# Exercise requirements
1. Answer these questions from the article on spot instances in Kubernetes, each on its own line and marked like the question:
(a) In which publication did the article appear?
(b) By up to what percentage does the article say one pricing strategy could cut your bill?
(c) Under "Reliability," how soon does the article say you get a replacement if an instance goes down?
2. Decide whether each statement agrees with the article on spot instances in Kubernetes. Answer yes or no for each, quoting the words from the article that settle it.
(a) You are billed for the time an instance is running.
(b) Running and managing your own physical machines is described as easy and cheap.
(c) Horizontal scalability is defined as being able to get instances of different sizes.
3. Please continue the article on spot instances in Kubernetes from the point where it stops.

--- START Text extract ---

Embracing failures and cutting infrastructure costs: Spot instances in Kubernetes

Published in

ITNEXT

12 min readDec 21, 2018

The last decades have seen a global shift from on-premise data centres to the provisioning of Virtual Machines (VMs) from mainstream cloud providers such as Amazon Web Services, Azure, Google Cloud Platform.

Running and managing your own physical machines is hard and costly; chances are you’ll never be as successful and efficient as any of the top cloud providers.

And what’s not to love when you can leverage a mature platform and features such as:

Vertical scalability — You can get instances of different sizes
Horizontal scalability — You can get (almost) as many instances as you want
Flexible pricing — You only pay for what you use
Logistics cost — You don’t have to physically maintain any server (heat control, electricity, backup, storage cost, fire prevention etc…)
Availability — Provision VM in separate data centres
Reliability — If you pay for an instance you’ll keep it until you are done. Should it go down you’ll immediately (+- 5min) get a replacement

In this article, we will explore the different pricing models of a typical cloud provider. We will focus on one strategy and see how it could cut your bill by up to 80% if you are willing to trade in reliability. Finally, we will see how Kubernetes makes that lack of reliability irrelevant and allows you to run a cheap yet highly available cluster.

Pay-as-you-go: flexibility comes at a price

The typical pricing model for cloud providers is based on a pay-as-you-go scheme. Compute resources come in different sizes (i.e. memory, CPU, disk etc..) and an hourly cost. You get billed for the amount of time the instance is running.

This flexibility of pricing is excellent and fair, but you have to be careful with what you consume. If you leave instances running while you don’t need them anymore, you’ll be throwing money out of the window.

However let’s say you can foresee utilisation of a VM for a whole year. Shouldn’t you be able to get a bulk discount on your bill?

--- END Text extract ---
--- START Data ---

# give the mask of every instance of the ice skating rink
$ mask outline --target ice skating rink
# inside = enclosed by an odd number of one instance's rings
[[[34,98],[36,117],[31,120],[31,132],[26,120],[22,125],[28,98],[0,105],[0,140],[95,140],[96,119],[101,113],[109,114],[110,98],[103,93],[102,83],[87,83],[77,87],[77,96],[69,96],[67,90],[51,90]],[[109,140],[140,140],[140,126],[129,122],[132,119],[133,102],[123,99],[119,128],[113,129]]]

--- END Data ---
--- START Data ---

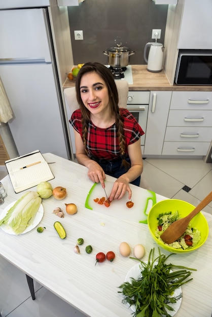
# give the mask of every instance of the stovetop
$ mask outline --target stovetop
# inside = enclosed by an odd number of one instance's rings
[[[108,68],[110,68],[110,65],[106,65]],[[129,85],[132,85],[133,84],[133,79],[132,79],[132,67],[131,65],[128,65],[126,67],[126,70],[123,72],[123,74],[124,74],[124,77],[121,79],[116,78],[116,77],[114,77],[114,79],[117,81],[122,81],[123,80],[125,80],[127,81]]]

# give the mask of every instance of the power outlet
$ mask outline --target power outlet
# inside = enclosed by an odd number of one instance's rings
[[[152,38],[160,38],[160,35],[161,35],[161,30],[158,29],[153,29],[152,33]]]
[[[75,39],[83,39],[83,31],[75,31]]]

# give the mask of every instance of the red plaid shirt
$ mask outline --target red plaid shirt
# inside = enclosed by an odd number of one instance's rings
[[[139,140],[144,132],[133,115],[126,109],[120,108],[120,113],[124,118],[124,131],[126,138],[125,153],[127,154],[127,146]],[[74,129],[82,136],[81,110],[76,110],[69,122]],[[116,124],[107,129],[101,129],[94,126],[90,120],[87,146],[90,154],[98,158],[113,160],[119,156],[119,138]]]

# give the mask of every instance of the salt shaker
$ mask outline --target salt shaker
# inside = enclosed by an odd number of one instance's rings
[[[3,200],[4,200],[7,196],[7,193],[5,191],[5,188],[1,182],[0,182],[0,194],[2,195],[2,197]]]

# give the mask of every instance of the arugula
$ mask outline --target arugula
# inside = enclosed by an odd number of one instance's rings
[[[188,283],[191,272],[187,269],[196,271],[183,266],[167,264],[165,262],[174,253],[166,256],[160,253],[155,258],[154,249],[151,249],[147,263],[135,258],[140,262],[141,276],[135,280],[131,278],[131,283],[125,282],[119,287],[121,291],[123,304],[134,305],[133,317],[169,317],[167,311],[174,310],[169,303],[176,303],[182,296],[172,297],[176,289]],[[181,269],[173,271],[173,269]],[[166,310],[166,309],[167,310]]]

--- END Data ---

# Answers in order
1.
(a) ITNEXT
(b) Up to 80%
(c) Immediately, within about five minutes (+- 5min)

2.
(a) Yes: "You get billed for the amount of time the instance is running."
(b) No: "Running and managing your own physical machines is hard and costly"
(c) No: "Vertical scalability — You can get instances of different sizes"

3.
Get a bulk discount with Reserved Instances

With reserved instances, you need to commit to compute resources for at least a whole year, and if you really love commitment, up to five years. You may decide to pay an amount of the bill upfront.

The discount that you get will depend on how long you are willing to commit and how much you can pay upfront. For example on Amazon Web Services, the m4.large instance type can be discounted as follow:

As you can see, the discount offered from reserved instances typically range from 30% to 40%.

With reserved instances, you are basically trading flexibility for cash.

Though 30% to 40% might sound like reasonable savings, it might not always be worth it. Are you able to forecast your compute resource utilisation for the next 1 to 5 years? If you are building a cutting-edge startup in the cloud can you accurately predict what your traffic will be like in a few years?

If it sounds like a gamble, it is. Perhaps commitment and upfront payment is not the only way you could save on your cloud bill.

Spot Instances: when cheap is better than reliable

AWS call them Spot Instances, Azure Low-priority VM and Google Preemptible VM. We will call them “spot instances” as it seems to be the most common terminology. Though their inner workings differ a little, they stem from the same rationale.

A typical cloud provider buys loads of powerful servers organised in large data centres. To maximise the utilisation of hardware, they divide those computers into smaller virtual machines.

Cloud providers typically split bare metal server into smaller virtual machines

Because they promise horizontal scalability to everyone, they need to keep a lot of unutilised hardware in case someone suddenly needs additional compute units. That, however, leaves a lot of resources unused.

The idea behind spot instances is to allow users to tap into those extra resources at a much lower cost with the caveat that you might lose the instance at any moment. If you are running a spot instance and the cloud provider suddenly need that resource to accommodate demand from on-demand or reserved customers, you will immediately lose your instance.

Whereas flexibility was used as the bargaining chip with reserved instances, here it is reliability that has been given away. The saving benefits are much more significant though. You can typically expect to shave your bill by 70% to 80%.

From that follows the big question:

Should you wager the stability of your infrastructure on account of 70% to 80% discount on your bill? What would be the impact on your customers if you are likely to lose a node at any moment?

Embracing failure

Observations from systems at scale have proven that your application will eventually go down. Hard-drives, networks, JVMs, etc., they allfail if you give them enough time and requests.

Your primary weapon against failure is replication and redundancy.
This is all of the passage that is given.